**TASK TO CARRY OUT**
In the essay on PayPal and eBay, please say what eBay's annual revenues were in 2008 and in 2013.

**PAGE**
——————
While PayPal is no longer a startup, it still has massive growth prospects. But to someone who isn’t investing in the long term, it’s just a cash cow that’s ready to be slaughtered.

That’s why Carl Icahn is churning out letters to shareholders so fast he actually rechristened ex-PayPal COO and Yammer founder David Sacks as “David Yammer” in his first missive. It’s hard to imagine he could have a coherent long-term plan given that his due diligence doesn’t extend to surnames. (It's since been corrected.)

Icahn is determined to manufacture consent for a spin-off, then a sale, so he can make a quick profit on that PayPal premium.

If you believe that it takes more than a few caustic letters to shareholders and a quick trade to deliver compounding returns to investors over time, Icahn’s argument loses much of its zing.

After all, long-term value usually results from long-term strategies crafted and executed by a strong leadership team. eBay CEO John Donahoe has lifted the company’s annual revenues from $8.54 billion in 2008, when he took over, to $16.05 billion in 2013. David Marcus, PayPal’s president, is an accomplished entrepreneur who is deftly bringing PayPal into new markets.

Both of them have extensive knowledge of the commerce and payments landscape, and both of them agree that keeping PayPal and eBay together is the best way to create long-term value for both companies. They’ve considered spinning off PayPal, and they have determined that the current setup is the most strategic one.

I don’t have any inside information about their vision, but I do have some thoughts about why the PayPal/eBay combination works as is.

The Future of Payments

The payments space is extremely competitive right now. Amazon, Google, Apple, and Square all want to own it. And none of them are playing with each other. Instead, they’re all deploying whatever strategic assets they have to create their own closed commerce-and-payments systems.

In other words, while Carl Icahn is insisting that eBay and PayPal are two “disparate businesses” with “two very different business platforms” that should separate in order to improve their effectiveness, everyone else in the space is converging as furiously as they can.

Amazon is a commerce platform with its own payments system. Google has a commerce platform and a payments system. Apple has the capacity to leverage its commerce platforms (iTunes, App Store) and its hardware into a closed-loop commerce system that would let users pay for online and offline purchases using their iPhones. Square has allied with Starbucks because it needs large commerce partners to feed it transactions to process.

Any one of these payments system players would likely jump at the chance to add to one of the world’s largest decentralized commerce platforms to their strategic assets.

They can’t, however, because PayPal did that 12 years ago, when it sold itself to eBay.

At the time, I was working as PayPal’s Executive Vice President and helped engineer that deal. We had taken PayPal public earlier that year and had plenty of capital, but we felt that joining eBay would be advantageous for long-term innovation. There were massive synergies between eBay’s peer-to-peer marketplace and PayPal’s easy-to-use payments mechanism. Working as a team, we could share data and analytics about customer acquisition and fraud activity, we could grow our user base faster and less expensively, and we could create higher profit margins in a marketplace where a huge number of higher value transactions would be taking place on a consistent basis.
——————
**DATASET CONTENT**
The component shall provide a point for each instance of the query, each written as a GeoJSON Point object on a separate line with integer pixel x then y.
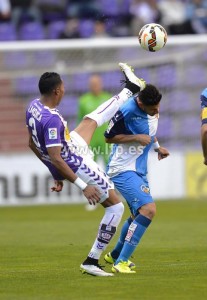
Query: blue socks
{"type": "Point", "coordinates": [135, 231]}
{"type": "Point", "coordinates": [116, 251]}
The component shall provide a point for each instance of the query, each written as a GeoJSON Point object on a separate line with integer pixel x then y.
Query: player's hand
——————
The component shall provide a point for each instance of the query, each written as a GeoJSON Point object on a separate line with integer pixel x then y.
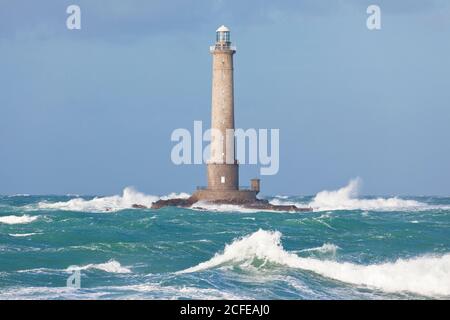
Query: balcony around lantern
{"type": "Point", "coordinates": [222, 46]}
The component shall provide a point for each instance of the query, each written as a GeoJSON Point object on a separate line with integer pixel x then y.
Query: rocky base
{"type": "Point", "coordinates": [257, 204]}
——————
**SOLUTION**
They were $8.54 billion in 2008 and $16.05 billion in 2013.